GIVEN INSTRUCTION 1: Please pull out each line of the records below that contains the string "woman". Case must match.

READING TEXT:
◇ ◇ ◇

How much enlargement is too much enlargement is just a very difficult question to answer. I can give some observations from a "fine art perspective" that might be somewhat illuminating. Or not. IDK.
A few years ago I helped hang an exhibition of prints from George Eastman House. The exhibit was of old Vietnam war photographs. Just about all of the B&W was 35mm Tri-X, most of it developed in the field under very primitive conditions. Needless to say it was all hand held -- no tripods, no mirror lockup, etc. The photographers had more important things to do than optimize for sharpness -- like trying to stay alive in a fire fight. Literally.
There were several prints in the group that GEH had printed 40 x 50 inches. They were soft, grainy, and very sadly beautiful. One image in particular continues to haunt me, so I'd have to say it was quite effective at that size. People at the exhibit would look at it from across the room, from the "proper viewing distance" and they'd walk right up to it. And come back to it over and over. It seemed to work for a lot of people, not just me.
So under some conditions, some images can easily handle 35x enlargement.
That said, very very few images can do that. Very few.
On the other end of the spectrum I've got a few 4x5 negatives, Tri-X, that I pushed a couple of stops. After about 4x they flat out start coming apart. Nice images, but I can't really print them above 16 x 20 inches because the graininess doesn't serve the image well at all.

◇ ◇ ◇

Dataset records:
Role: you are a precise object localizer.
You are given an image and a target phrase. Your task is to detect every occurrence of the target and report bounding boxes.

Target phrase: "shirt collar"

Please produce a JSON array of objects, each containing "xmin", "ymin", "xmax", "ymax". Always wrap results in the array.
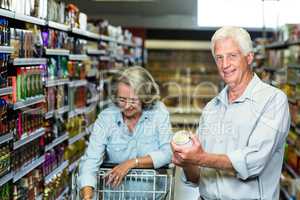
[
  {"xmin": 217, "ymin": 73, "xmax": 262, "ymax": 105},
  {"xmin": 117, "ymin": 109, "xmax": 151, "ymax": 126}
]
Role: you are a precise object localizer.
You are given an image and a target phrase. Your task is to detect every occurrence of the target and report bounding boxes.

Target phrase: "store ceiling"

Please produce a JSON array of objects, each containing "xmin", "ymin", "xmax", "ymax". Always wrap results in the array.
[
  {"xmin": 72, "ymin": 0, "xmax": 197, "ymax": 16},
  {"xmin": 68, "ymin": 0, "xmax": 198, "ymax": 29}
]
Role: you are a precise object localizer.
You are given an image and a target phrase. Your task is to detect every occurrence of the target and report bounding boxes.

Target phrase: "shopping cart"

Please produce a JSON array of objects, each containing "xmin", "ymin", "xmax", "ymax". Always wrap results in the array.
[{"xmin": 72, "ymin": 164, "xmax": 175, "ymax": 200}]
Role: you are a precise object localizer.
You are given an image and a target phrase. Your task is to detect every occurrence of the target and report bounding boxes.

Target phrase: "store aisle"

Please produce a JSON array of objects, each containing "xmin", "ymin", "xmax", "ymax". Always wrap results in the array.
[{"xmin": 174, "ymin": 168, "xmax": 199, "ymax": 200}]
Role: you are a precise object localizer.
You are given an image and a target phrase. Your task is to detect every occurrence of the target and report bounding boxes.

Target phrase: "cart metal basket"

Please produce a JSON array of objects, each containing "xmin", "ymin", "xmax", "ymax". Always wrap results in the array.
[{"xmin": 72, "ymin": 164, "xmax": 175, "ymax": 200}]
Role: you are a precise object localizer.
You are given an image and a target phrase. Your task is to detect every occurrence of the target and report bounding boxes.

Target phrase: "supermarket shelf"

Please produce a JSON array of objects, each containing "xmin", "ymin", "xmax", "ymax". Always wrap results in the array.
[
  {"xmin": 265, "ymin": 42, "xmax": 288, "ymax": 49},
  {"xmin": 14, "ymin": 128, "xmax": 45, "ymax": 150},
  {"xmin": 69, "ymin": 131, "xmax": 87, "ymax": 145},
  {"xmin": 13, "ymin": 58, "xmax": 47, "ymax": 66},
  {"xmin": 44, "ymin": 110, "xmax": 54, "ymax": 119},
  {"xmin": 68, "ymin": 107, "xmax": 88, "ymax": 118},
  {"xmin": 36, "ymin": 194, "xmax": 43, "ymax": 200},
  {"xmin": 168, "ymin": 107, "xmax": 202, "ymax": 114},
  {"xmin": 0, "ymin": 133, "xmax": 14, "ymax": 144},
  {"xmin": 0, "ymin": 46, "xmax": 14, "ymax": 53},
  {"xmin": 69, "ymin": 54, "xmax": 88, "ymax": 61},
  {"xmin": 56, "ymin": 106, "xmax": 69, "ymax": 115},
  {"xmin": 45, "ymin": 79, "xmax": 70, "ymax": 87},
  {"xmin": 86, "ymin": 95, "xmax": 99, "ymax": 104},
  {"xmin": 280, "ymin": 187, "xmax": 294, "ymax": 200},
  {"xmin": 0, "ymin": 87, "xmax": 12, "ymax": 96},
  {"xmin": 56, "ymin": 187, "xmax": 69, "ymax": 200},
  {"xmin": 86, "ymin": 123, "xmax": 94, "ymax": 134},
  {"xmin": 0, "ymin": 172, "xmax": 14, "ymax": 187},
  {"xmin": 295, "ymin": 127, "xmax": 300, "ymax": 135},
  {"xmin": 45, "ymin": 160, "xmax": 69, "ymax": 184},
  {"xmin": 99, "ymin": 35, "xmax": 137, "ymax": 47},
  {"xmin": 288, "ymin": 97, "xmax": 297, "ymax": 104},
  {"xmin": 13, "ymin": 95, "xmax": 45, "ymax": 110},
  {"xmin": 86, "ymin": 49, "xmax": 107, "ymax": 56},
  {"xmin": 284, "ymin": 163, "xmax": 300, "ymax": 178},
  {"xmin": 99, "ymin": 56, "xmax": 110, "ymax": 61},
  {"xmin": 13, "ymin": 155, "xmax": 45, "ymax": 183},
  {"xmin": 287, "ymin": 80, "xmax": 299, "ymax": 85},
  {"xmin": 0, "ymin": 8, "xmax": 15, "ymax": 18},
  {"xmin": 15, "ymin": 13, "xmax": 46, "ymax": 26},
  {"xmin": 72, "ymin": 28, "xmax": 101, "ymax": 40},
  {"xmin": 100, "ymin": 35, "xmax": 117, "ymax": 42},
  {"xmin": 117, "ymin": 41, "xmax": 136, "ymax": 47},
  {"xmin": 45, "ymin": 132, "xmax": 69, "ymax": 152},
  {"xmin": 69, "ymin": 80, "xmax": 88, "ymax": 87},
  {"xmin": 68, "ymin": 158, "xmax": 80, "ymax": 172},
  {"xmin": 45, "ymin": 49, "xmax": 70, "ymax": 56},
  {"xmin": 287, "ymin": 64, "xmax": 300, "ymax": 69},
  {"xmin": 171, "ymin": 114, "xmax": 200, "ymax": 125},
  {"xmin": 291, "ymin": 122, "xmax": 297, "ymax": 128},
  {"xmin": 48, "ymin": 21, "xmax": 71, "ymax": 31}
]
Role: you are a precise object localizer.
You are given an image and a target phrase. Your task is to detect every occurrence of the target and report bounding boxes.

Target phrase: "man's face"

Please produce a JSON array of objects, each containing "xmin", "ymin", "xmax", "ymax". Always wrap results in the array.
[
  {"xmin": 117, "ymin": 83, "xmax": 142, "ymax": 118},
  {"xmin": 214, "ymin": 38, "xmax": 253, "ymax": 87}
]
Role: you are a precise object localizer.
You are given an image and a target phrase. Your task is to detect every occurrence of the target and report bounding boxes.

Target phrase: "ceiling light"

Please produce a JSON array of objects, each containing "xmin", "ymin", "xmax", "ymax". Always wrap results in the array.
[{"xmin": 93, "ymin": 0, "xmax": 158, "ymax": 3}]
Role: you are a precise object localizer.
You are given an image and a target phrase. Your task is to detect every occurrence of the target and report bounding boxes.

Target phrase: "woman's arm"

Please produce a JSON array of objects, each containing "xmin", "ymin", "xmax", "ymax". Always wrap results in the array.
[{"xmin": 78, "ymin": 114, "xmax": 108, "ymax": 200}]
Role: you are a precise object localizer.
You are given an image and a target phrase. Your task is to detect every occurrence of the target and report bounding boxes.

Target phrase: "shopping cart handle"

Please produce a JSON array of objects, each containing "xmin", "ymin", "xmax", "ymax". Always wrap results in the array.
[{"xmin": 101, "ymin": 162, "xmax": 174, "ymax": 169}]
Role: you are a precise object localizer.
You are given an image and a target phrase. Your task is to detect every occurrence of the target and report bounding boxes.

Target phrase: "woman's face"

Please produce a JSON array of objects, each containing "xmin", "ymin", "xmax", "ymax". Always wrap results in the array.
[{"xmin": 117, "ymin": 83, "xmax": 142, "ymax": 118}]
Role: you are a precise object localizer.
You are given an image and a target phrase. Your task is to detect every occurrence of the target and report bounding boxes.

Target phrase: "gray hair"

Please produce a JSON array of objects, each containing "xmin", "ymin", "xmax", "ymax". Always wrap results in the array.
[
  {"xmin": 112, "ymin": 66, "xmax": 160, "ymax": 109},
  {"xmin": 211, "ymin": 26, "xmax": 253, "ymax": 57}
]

◇ ◇ ◇

GIVEN INSTRUCTION 2: Extract everything from "A few years" down to "fire fight. Literally." in the text on print enlargement above, copied word for word.

FINAL ANSWER 1:
Target phrase: "woman's arm"
Target phrase: "woman's face"

FINAL ANSWER 2:
A few years ago I helped hang an exhibition of prints from George Eastman House. The exhibit was of old Vietnam war photographs. Just about all of the B&W was 35mm Tri-X, most of it developed in the field under very primitive conditions. Needless to say it was all hand held -- no tripods, no mirror lockup, etc. The photographers had more important things to do than optimize for sharpness -- like trying to stay alive in a fire fight. Literally.